▶ _TEXTO DE ORIGEN_
##############################

Por Pedro Paunero
“Adulescentes ab alescendo sin nominatos”
Varrón (116—27 a. C.)
De Swing Kids y Zazús, el origen de las tribus urbanas
Ser joven es, también, un acto político. Los “Swing Kids” (en alemán “Swingjugend”), en la Alemania de la República de Weimar, escuchaban música importada de los Estados Unidos e Inglaterra, Swing y Jazz, llevaban abrigos holgados, sombreros hongo y largas cabelleras, los “Zazús”, en la Francia anterior a la ocupación, iban con largas chaquetas a cuadros, con bolsillos y trabillas, mientras las chicas usaban faldas cortas, medias a rayas y zapatos de plataforma, el cabello peinado en trenzas y anteojos de sol. Ambos grupos se caracterizaban por utilizar paraguas y, aunque ofrecieron resistencia al avance del lavado mental fascista, no fueron tan perseguidos como los “piratas de Edelweiss”, que se negaron a ser integrados en las “Juventudes hitlerianas”. Con algunos otros, ellos fueron los precursores de las tribus urbanas de fines del Siglo XX, pero el fenómeno es aún más antiguo.

##############################

▶ _DATOS ALMACENADOS_
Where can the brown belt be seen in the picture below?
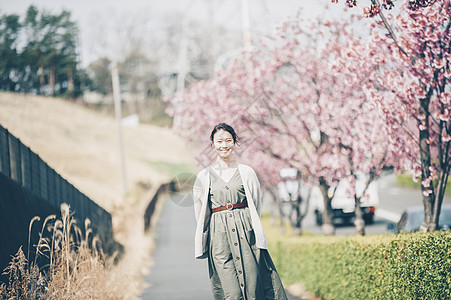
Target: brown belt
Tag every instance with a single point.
(229, 207)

##############################

▶ _LISTA DE TAREAS_
1. En el texto sobre el origen de las tribus urbanas, ¿qué objeto caracterizaba tanto a los Swing Kids como a los Zazús?
2. Prosiga el texto sobre el origen de las tribus urbanas a partir de su última oración.

▶ _RESPUESTAS POR TAREA_
1. Ambos grupos se caracterizaban por utilizar paraguas.

2.
El autor Jon Savage, en el libro “Teenage. The Creation of Youth, 1875-1945”, cita pandillas juveniles en el año 1810, en los Estados Unidos, cuando el término “delincuente juvenil”, aparece por primera vez en la imprenta y, a fines del Siglo XIX, ya era común ver bandas de chicos agrupándose en las esquinas, con vestimentas que los identificaban, y sus propios códigos. Hacia 1900, en el París de la Belle Époque, los “apaches” (término que utilizó la policía por los métodos violentos —equiparados a los de los indios de las praderas americanas— que usaban para asaltar, fueron llamados anteriormente “terrores de dieciocho años de edad”), que usaban suéteres a rayas, chaquetas de alpaca, pantalones ajustados en la cintura y los muslos, con un cinturón de franela roja, y gorra con visera, fueron los protagonistas de un célebre triángulo amoroso cuando dos líderes, Leca y Manda, se disputaron los favores de Amelia Elias —quien, a los trece años, comenzara su vida en la prostitución—, que pasaría a la historia como “Casque d’or”, por su cabellera pelirroja, y a quien interpretaría en el cine Simone Signoret en “París, bajos fondos” (Casque d´or, 1952), de Jacques Becker.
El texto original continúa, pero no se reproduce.